**Opdracht 1**
Welke zinsdelen staan in de tekst over de geheime overplaatsing tussen ronde haakjes? Noem ze allemaal.
**Opdracht 2**
Schrijf uit de tekst over de geheime overplaatsing het stuk van "Bijvoorbeeld: stel je" tot en met "onderwerp heeft aangestipt." letterlijk over.

**Tekstfragment**
——

7 september 2020

Nina, the musical

Iets heel anders: ik word waarschijnlijk weer overgeplaatst naar een ander team. Het is nog geheim, dus vertel het maar niet verder. Sinds ik weet dat ik mogelijk mijn huidige teamgenoten ga verlaten, is er een onzichtbare muur tussen mij en hen opgetrokken. Uit volle borst zing ik mee met het teamlied (stel dat we die zouden hebben) en dans ik mee in de dagelijkse routine (bij wijze van spreken: in mijn hoofd is mijn werk een musical). Ik voel me net Nina Brink die in stilte ver voor de beursgang alle aandelen van haar eigen bedrijf had verkocht.  

Maar toch, als het mijn ouders is gelukt om het geheim te houden dat Sinterklaas niet bestaat (tot diep in mijn 9e jaar), dan moet het toch ook mij lukken dit geheim te houden. Zonder al te veel schuldgevoelens. Zonder te veel na te denken. 

Mogelijk denk ik te veel. 

Bijvoorbeeld: stel je draagt een mondkapje en je moet niezen. Wat is de beleefdheidsregel? Ophouden en hopen dat het stukje stof niet te nat wordt of afdoen en het gezicht in de elleboog verbergen? Groskamp-ten Have beschreef veel problemen, maar ik betwijfel of ze dit onderwerp heeft aangestipt.

——

**Aangeleverd materiaal**

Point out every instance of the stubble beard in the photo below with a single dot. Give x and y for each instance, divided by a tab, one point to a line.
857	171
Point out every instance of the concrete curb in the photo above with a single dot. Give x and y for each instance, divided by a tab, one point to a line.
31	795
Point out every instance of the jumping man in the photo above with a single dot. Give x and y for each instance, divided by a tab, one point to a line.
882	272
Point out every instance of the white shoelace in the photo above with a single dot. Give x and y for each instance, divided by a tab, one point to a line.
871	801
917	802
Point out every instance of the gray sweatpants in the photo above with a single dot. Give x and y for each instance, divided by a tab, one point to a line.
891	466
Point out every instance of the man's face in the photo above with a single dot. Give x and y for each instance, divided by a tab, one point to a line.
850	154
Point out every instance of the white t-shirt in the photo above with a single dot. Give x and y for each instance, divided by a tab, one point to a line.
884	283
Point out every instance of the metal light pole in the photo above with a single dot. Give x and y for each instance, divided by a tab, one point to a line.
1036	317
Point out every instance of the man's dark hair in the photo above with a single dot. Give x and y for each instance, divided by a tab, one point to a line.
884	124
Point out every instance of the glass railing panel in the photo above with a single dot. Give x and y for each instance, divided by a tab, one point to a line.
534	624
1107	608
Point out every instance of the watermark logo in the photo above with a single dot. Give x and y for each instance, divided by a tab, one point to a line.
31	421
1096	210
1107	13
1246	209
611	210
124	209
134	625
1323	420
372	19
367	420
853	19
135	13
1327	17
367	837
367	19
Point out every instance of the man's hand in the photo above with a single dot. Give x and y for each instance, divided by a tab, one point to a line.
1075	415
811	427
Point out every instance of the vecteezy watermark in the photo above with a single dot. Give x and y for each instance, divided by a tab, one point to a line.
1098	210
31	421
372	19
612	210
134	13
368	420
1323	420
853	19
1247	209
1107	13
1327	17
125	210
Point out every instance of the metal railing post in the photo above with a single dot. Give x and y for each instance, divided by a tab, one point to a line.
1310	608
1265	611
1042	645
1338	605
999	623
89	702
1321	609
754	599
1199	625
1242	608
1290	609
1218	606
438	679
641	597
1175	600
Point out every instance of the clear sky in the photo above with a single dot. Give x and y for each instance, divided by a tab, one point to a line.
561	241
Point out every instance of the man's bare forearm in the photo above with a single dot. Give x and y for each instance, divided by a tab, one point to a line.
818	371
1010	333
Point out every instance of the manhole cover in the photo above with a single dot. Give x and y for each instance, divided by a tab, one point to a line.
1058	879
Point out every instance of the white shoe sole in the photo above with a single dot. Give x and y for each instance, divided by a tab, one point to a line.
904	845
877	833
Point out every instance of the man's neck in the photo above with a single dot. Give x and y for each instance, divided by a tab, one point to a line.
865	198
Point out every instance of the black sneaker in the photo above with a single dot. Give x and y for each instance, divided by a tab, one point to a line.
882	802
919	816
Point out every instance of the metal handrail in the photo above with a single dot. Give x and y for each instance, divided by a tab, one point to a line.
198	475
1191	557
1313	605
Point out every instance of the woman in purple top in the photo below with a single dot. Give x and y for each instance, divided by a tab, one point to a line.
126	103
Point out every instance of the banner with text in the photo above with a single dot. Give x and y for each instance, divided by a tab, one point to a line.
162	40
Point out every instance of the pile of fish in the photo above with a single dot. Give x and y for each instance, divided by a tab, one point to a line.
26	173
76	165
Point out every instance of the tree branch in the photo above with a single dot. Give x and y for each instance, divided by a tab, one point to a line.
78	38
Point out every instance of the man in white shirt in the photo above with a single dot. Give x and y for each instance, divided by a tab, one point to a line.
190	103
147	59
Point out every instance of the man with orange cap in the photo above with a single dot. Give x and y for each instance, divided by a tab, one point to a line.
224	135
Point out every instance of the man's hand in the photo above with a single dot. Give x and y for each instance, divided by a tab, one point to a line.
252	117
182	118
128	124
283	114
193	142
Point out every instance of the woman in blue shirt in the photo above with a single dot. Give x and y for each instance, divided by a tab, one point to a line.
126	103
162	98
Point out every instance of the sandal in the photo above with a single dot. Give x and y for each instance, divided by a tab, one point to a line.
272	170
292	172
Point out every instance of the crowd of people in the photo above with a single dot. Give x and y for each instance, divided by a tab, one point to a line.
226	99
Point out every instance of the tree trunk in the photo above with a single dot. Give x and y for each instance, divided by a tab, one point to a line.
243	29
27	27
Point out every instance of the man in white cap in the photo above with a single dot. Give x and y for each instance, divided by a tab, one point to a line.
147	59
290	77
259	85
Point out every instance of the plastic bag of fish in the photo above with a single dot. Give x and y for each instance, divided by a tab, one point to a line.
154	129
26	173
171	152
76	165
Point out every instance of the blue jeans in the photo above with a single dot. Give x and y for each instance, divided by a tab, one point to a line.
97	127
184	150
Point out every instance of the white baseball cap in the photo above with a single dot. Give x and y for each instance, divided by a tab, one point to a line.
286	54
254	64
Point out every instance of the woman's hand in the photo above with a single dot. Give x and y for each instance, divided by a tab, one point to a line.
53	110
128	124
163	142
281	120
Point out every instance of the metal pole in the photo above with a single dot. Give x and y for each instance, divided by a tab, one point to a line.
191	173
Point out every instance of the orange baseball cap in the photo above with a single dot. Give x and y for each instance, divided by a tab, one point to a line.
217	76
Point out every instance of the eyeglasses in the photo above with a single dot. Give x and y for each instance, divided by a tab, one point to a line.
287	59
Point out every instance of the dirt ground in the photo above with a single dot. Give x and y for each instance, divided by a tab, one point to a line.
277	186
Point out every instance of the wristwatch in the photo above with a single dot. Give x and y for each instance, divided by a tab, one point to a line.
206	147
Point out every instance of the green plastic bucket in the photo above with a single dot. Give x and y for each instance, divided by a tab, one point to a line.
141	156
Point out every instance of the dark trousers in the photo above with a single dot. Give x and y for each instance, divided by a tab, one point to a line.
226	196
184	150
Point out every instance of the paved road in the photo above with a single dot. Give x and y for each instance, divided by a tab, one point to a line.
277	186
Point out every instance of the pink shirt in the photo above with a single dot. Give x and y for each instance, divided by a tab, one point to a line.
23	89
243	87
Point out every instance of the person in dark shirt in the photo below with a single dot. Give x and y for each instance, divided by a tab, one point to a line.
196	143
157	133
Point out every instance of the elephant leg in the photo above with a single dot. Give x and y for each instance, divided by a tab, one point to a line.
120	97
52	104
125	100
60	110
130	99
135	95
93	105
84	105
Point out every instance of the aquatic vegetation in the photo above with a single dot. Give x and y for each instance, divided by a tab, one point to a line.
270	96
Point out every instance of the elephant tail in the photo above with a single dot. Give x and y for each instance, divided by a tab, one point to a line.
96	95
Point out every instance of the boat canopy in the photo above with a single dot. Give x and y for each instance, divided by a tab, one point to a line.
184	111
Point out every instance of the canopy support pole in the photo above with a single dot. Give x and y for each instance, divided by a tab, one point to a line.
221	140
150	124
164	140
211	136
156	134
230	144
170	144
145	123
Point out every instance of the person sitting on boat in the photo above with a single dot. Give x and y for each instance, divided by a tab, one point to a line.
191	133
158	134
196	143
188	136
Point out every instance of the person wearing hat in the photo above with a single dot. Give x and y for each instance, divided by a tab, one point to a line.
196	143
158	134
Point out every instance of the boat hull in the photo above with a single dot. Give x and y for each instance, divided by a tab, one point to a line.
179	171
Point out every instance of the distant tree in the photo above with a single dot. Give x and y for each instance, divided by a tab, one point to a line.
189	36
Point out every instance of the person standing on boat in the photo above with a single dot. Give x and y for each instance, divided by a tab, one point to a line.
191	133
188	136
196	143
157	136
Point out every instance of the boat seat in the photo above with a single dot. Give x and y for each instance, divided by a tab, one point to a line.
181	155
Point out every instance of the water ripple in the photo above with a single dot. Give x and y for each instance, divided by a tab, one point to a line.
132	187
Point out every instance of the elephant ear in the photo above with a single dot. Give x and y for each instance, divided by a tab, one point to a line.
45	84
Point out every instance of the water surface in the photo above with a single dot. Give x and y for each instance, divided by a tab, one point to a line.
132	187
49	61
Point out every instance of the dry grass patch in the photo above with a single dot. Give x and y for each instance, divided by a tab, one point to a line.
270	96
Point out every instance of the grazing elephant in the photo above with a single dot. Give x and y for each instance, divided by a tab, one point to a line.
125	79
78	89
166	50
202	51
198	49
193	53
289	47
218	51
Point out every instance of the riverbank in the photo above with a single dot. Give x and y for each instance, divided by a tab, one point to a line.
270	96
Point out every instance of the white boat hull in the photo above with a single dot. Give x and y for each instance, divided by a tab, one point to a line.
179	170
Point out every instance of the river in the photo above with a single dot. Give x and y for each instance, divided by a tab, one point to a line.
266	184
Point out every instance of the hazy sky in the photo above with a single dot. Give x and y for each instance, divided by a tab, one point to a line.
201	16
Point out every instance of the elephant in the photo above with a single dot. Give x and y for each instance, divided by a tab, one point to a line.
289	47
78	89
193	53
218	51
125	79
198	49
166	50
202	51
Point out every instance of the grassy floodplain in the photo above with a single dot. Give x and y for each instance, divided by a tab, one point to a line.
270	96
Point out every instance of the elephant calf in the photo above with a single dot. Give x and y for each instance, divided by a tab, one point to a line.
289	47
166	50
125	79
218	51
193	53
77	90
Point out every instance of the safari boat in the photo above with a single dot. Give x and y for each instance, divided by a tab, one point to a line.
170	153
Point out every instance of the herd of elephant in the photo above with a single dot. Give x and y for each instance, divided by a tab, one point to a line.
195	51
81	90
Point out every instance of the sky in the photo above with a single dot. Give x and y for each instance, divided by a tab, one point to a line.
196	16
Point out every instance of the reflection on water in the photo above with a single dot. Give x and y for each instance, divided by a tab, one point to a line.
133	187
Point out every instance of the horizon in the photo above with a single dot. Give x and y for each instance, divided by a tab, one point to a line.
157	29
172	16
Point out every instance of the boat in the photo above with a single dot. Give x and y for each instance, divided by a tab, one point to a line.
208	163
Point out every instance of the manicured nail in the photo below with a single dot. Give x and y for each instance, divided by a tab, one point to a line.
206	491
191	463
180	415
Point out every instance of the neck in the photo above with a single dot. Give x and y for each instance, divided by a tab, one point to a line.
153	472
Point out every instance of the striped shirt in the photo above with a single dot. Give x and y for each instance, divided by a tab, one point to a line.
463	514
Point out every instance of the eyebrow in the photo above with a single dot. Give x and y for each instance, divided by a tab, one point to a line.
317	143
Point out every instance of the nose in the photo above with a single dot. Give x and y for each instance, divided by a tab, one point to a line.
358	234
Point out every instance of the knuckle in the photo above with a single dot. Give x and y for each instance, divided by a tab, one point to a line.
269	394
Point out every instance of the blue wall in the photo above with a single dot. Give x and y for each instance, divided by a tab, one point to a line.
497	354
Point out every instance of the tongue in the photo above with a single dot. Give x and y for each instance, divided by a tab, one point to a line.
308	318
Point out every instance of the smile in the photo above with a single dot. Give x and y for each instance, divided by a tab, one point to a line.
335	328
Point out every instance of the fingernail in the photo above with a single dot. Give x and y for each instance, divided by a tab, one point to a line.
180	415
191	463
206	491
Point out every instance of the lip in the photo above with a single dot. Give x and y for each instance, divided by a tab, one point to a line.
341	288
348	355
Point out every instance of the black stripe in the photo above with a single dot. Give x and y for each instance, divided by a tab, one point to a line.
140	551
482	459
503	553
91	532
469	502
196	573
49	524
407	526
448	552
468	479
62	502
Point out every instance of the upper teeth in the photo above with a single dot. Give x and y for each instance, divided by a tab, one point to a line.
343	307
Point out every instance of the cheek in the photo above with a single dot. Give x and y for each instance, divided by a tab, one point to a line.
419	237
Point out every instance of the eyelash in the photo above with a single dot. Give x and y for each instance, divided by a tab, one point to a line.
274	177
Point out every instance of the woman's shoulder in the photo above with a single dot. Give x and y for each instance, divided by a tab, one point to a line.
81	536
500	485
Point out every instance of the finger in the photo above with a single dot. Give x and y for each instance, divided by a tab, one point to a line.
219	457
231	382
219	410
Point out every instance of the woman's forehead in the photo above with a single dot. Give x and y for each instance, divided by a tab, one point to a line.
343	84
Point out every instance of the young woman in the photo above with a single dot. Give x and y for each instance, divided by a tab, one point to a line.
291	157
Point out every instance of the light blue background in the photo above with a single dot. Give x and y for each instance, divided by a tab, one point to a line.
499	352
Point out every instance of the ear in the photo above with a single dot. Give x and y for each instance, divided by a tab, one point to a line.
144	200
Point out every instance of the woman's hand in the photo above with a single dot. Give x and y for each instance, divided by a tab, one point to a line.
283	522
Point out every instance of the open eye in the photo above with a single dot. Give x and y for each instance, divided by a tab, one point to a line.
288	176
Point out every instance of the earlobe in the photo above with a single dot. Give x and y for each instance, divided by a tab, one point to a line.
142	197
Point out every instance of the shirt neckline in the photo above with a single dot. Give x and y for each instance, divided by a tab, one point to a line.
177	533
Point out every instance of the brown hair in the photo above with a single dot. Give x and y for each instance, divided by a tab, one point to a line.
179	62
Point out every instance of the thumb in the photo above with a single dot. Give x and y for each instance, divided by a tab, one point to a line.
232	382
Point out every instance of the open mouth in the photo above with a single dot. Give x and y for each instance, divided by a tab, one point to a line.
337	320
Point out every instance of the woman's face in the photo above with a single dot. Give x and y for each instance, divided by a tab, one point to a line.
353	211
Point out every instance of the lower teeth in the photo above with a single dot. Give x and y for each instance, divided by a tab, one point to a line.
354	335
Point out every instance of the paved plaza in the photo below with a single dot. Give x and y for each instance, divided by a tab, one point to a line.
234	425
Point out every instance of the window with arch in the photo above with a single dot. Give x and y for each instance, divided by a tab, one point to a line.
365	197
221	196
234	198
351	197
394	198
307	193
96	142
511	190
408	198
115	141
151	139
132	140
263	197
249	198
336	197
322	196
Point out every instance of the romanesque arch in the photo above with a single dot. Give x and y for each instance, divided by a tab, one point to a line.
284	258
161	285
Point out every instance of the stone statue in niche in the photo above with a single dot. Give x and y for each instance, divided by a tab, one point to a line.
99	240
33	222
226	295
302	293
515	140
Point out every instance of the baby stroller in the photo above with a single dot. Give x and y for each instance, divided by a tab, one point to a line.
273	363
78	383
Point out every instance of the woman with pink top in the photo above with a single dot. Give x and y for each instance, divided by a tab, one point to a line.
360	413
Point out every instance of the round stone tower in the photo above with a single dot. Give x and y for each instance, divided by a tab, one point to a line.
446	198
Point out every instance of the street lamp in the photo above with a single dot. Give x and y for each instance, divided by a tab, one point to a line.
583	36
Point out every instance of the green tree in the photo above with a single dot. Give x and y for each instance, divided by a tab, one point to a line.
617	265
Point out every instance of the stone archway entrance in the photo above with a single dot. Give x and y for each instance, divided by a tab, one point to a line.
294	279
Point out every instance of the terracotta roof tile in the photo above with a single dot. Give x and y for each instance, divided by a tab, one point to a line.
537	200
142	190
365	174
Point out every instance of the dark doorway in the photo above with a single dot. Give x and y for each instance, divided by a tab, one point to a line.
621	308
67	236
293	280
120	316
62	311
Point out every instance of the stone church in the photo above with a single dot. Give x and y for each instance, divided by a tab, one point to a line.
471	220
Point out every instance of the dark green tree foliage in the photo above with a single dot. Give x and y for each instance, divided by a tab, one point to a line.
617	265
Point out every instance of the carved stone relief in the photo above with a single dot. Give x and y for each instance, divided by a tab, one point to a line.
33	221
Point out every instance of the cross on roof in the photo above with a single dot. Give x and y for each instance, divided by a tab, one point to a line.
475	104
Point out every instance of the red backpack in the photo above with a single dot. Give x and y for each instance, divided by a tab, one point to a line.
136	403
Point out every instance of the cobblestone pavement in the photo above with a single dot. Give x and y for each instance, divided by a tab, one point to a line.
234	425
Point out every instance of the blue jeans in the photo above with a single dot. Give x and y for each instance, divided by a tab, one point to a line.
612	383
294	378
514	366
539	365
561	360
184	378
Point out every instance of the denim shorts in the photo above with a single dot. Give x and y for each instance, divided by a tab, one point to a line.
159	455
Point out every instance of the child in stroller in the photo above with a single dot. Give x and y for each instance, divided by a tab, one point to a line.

——

**Antwoord 1**
- stel dat we die zouden hebben
- bij wijze van spreken: in mijn hoofd is mijn werk een musical
- tot diep in mijn 9e jaar

**Antwoord 2**
Bijvoorbeeld: stel je draagt een mondkapje en je moet niezen. Wat is de beleefdheidsregel? Ophouden en hopen dat het stukje stof niet te nat wordt of afdoen en het gezicht in de elleboog verbergen? Groskamp-ten Have beschreef veel problemen, maar ik betwijfel of ze dit onderwerp heeft aangestipt.